Stored items:
>>>>>
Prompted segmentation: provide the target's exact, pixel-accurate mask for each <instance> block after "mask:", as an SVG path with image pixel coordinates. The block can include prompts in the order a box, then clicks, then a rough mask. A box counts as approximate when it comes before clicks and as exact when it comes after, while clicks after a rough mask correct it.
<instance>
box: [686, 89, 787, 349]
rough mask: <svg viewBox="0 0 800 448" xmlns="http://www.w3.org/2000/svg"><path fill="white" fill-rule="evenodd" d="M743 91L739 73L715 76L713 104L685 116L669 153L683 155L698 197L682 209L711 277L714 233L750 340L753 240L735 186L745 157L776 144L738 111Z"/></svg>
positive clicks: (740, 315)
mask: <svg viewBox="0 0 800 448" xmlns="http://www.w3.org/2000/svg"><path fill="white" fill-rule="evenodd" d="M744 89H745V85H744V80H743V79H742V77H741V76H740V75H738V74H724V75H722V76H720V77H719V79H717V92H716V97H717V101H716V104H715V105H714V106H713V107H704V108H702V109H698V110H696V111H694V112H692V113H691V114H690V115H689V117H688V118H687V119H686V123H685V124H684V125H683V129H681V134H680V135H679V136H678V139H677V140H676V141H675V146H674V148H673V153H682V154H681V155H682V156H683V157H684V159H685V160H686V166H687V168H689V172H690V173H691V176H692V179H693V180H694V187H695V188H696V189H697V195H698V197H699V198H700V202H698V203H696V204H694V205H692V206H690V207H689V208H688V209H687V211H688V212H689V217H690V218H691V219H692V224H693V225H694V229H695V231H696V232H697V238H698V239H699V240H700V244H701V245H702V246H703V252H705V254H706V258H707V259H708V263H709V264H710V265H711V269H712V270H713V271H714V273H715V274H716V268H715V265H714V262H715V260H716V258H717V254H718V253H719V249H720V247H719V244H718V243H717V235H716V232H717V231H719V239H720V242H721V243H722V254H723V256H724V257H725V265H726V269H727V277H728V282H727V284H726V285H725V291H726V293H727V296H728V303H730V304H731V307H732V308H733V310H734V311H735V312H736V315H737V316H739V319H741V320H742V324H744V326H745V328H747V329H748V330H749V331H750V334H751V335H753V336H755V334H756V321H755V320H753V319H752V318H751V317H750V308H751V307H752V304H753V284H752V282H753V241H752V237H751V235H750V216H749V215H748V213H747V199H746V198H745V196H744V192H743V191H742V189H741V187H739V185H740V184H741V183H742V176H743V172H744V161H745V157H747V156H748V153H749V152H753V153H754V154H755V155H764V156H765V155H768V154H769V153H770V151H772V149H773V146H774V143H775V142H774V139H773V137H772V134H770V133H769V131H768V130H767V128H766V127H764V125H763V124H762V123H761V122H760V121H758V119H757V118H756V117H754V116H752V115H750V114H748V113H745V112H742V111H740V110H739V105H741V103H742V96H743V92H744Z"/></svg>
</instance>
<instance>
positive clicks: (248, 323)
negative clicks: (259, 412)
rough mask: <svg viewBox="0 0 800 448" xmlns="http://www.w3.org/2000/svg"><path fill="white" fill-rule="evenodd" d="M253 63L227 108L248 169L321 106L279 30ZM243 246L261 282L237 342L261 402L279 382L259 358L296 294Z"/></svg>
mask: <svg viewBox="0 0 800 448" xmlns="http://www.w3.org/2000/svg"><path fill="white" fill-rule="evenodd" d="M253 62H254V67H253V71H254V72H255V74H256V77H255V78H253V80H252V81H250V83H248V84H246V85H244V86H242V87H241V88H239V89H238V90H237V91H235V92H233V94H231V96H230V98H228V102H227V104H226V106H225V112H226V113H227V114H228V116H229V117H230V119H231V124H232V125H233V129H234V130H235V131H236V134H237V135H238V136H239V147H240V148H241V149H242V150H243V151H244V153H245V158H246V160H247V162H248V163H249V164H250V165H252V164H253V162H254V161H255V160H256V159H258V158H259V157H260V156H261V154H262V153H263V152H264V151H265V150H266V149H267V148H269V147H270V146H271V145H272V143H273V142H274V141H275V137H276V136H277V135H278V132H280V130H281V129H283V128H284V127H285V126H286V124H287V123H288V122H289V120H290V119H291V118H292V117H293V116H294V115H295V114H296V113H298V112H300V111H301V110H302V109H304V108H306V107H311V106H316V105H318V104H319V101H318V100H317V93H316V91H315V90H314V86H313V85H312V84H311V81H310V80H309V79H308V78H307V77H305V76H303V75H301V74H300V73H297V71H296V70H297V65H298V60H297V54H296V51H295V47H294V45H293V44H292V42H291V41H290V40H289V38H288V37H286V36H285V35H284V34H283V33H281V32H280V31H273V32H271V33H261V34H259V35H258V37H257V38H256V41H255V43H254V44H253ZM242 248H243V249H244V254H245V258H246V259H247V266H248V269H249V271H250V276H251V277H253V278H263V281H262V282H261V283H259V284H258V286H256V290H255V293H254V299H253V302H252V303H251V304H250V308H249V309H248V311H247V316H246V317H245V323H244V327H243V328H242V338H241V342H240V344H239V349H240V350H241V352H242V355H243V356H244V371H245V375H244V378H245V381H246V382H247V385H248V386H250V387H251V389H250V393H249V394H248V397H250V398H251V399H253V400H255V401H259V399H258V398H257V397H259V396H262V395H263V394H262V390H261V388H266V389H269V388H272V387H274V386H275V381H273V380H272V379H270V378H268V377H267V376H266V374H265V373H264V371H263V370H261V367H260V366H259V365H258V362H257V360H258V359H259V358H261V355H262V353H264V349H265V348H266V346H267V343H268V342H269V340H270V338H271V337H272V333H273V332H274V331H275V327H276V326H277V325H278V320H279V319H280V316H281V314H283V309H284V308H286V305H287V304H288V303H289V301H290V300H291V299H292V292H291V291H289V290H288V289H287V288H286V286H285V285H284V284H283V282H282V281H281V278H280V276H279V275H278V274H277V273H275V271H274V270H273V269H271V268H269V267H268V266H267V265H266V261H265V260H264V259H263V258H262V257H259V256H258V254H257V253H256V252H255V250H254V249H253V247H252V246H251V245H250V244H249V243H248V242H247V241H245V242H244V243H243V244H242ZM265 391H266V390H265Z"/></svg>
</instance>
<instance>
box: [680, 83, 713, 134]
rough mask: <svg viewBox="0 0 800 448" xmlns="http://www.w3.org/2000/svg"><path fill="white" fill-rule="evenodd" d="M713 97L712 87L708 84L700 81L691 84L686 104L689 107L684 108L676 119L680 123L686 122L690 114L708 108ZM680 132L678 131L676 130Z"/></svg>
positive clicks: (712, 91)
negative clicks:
<<<<<
• _THE TASK_
In the material above, change every occurrence of "rough mask" to "coarse mask" and reproduce the lines with everything else left unchanged.

• _EXERCISE SOLUTION_
Prompted segmentation: provide the target's exact, pixel-accurate mask for each <instance> block after "mask:", as an SVG path with image pixel coordinates. The block can include prompts in the order a box, then clicks, then a coarse mask. A box counts as approximate when it comes before clicks and as exact when it comes after, while clicks after a coarse mask correct it.
<instance>
box: [686, 89, 787, 349]
coarse mask: <svg viewBox="0 0 800 448" xmlns="http://www.w3.org/2000/svg"><path fill="white" fill-rule="evenodd" d="M743 91L739 73L715 76L713 104L685 116L669 153L683 155L698 197L682 209L711 277L714 233L750 340L753 240L735 186L745 157L776 144L738 111Z"/></svg>
positive clicks: (740, 315)
mask: <svg viewBox="0 0 800 448" xmlns="http://www.w3.org/2000/svg"><path fill="white" fill-rule="evenodd" d="M744 89H745V85H744V80H743V79H742V77H741V76H740V75H738V74H724V75H722V76H720V77H719V79H717V92H716V97H717V101H716V104H715V105H714V106H713V107H704V108H702V109H698V110H696V111H694V112H692V113H691V114H690V115H689V117H688V118H687V119H686V123H685V124H684V125H683V129H681V134H680V135H679V136H678V139H677V140H676V141H675V146H674V148H673V153H682V154H681V155H682V156H683V157H684V159H685V160H686V166H687V168H689V172H690V173H691V176H692V179H693V180H694V187H695V188H696V189H697V195H698V197H699V198H700V202H698V203H696V204H694V205H692V206H690V207H689V208H688V209H687V211H688V212H689V217H690V218H691V219H692V224H693V225H694V229H695V231H696V232H697V238H698V239H699V240H700V244H701V245H702V246H703V252H705V254H706V258H707V259H708V263H709V264H710V265H711V269H712V270H713V271H714V273H715V274H716V268H715V265H714V262H715V260H716V258H717V254H718V253H719V249H720V247H719V244H718V243H717V235H716V232H717V231H719V239H720V242H721V243H722V254H723V256H724V257H725V265H726V269H727V277H728V282H727V284H726V285H725V291H726V293H727V296H728V303H730V304H731V307H732V308H733V310H734V311H735V312H736V315H737V316H739V319H741V320H742V324H744V326H745V328H747V329H748V330H749V331H750V334H751V335H753V336H755V334H756V321H755V320H753V319H752V318H751V317H750V308H751V307H752V304H753V284H752V282H753V241H752V237H751V235H750V216H749V215H748V213H747V199H746V198H745V196H744V192H743V191H742V189H741V187H739V185H740V184H741V183H742V176H743V172H744V161H745V157H747V156H748V153H749V152H753V153H754V154H755V155H764V156H765V155H768V154H769V153H770V151H772V149H773V146H774V143H775V142H774V139H773V137H772V134H770V133H769V131H768V130H767V128H766V127H764V125H763V124H762V123H761V122H760V121H758V119H757V118H756V117H754V116H752V115H750V114H748V113H745V112H742V111H740V110H739V105H741V103H742V96H743V92H744Z"/></svg>
</instance>
<instance>
positive clicks: (248, 323)
negative clicks: (259, 412)
coarse mask: <svg viewBox="0 0 800 448" xmlns="http://www.w3.org/2000/svg"><path fill="white" fill-rule="evenodd" d="M253 63L227 108L248 169L321 106L279 30ZM243 246L261 282L237 342L261 402L279 382L259 358L296 294Z"/></svg>
mask: <svg viewBox="0 0 800 448" xmlns="http://www.w3.org/2000/svg"><path fill="white" fill-rule="evenodd" d="M253 62H254V67H253V71H254V72H255V74H256V77H255V78H253V80H252V81H250V83H248V84H246V85H244V86H242V87H241V88H239V89H238V90H237V91H235V92H233V94H231V96H230V98H228V102H227V104H226V106H225V112H226V113H227V114H228V116H229V117H230V119H231V124H232V125H233V129H234V130H235V131H236V134H237V135H238V136H239V147H240V148H241V149H242V150H243V151H244V153H245V158H246V160H247V162H248V163H249V164H250V165H252V164H253V162H254V161H255V160H256V159H258V158H259V157H260V156H261V154H262V153H263V152H264V151H265V150H266V149H267V148H269V147H270V146H271V145H272V143H273V142H274V141H275V137H276V136H277V135H278V132H280V130H281V129H283V128H284V127H285V126H286V124H287V123H288V122H289V120H290V119H291V118H292V117H293V116H294V115H295V114H296V113H298V112H300V111H301V110H302V109H304V108H306V107H311V106H316V105H318V104H319V101H318V100H317V93H316V91H315V90H314V86H313V85H312V84H311V81H310V80H309V79H308V78H307V77H305V76H303V75H301V74H300V73H297V71H296V70H297V65H298V60H297V54H296V51H295V47H294V45H293V44H292V42H291V41H290V40H289V38H288V37H286V36H285V35H284V34H283V33H281V32H280V31H273V32H271V33H261V34H259V35H258V37H257V38H256V41H255V43H254V44H253ZM242 248H243V249H244V254H245V258H246V259H247V266H248V269H249V271H250V276H251V277H253V278H263V281H262V282H261V283H259V284H258V286H256V290H255V293H254V299H253V302H252V303H251V304H250V308H249V309H248V311H247V316H246V317H245V323H244V327H243V328H242V338H241V342H240V344H239V349H240V350H241V352H242V355H243V356H244V371H245V375H244V378H245V381H246V382H247V385H248V386H250V387H251V389H250V393H249V394H248V397H250V398H251V399H253V400H255V401H259V399H258V398H257V397H259V396H262V395H263V394H262V390H261V388H266V389H269V388H272V387H274V386H275V381H273V380H272V379H270V378H268V377H267V376H266V374H265V373H264V371H263V370H261V367H260V366H259V365H258V362H257V360H258V359H259V358H261V355H262V353H264V349H265V348H266V346H267V343H268V342H269V340H270V338H271V337H272V333H273V332H274V331H275V327H276V326H277V325H278V320H279V319H280V316H281V314H283V309H284V308H286V305H287V304H288V303H289V301H290V300H291V299H292V292H291V291H289V290H288V289H287V288H286V286H285V285H284V284H283V282H282V281H281V278H280V276H279V275H278V274H277V273H275V271H274V270H273V269H271V268H269V267H268V266H267V265H266V261H265V260H264V259H263V258H262V257H259V256H258V254H257V253H256V252H255V250H254V249H253V247H252V246H251V245H250V244H249V243H248V242H247V241H245V242H244V243H243V244H242ZM265 391H266V390H265Z"/></svg>
</instance>
<instance>
box: [680, 83, 713, 134]
coarse mask: <svg viewBox="0 0 800 448" xmlns="http://www.w3.org/2000/svg"><path fill="white" fill-rule="evenodd" d="M713 97L712 87L708 84L700 81L691 84L686 104L689 107L684 108L676 119L680 123L686 122L690 114L708 108ZM680 132L678 131L676 130Z"/></svg>
positive clicks: (712, 91)
negative clicks:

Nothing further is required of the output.